WORK ORDER |
Beginning with the line that contains "Mark one point per instance of the cumulus", output each line below exactly through the last one, both included, and nothing else.

:: RECORDS FOR PROCESSING ::

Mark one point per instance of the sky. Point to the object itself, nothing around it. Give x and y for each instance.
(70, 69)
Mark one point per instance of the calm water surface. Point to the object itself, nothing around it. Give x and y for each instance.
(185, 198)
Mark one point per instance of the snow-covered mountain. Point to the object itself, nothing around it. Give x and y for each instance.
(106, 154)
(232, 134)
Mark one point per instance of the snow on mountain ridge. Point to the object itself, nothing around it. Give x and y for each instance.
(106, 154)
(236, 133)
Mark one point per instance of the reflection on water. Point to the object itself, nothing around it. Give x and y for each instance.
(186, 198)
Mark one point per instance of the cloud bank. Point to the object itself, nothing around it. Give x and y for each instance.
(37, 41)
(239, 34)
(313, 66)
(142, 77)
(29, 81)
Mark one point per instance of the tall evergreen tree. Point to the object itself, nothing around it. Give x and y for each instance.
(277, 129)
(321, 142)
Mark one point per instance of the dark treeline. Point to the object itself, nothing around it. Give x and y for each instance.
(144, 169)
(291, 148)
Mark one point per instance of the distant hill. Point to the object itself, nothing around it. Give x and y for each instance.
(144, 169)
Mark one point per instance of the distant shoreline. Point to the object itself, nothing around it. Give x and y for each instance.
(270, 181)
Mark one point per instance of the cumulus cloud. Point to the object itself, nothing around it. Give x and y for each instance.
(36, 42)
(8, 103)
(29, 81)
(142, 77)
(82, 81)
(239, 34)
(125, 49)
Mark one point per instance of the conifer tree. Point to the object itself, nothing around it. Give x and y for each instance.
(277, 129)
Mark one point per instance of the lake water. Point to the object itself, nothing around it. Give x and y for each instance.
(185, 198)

:::

TASK OUTPUT |
Mark one point per instance of the cumulus cloud. Point to the object itself, nothing around it. Give x and y for each instance.
(36, 42)
(8, 103)
(29, 81)
(142, 77)
(82, 81)
(239, 34)
(125, 49)
Mark one point per instance of the conifer tree. Point to the object itself, nothing around it. Give x and y for each instance.
(277, 129)
Mark one point per instance of the lake water. Point to the object itself, nothing around it. Give x and y for each instance.
(185, 198)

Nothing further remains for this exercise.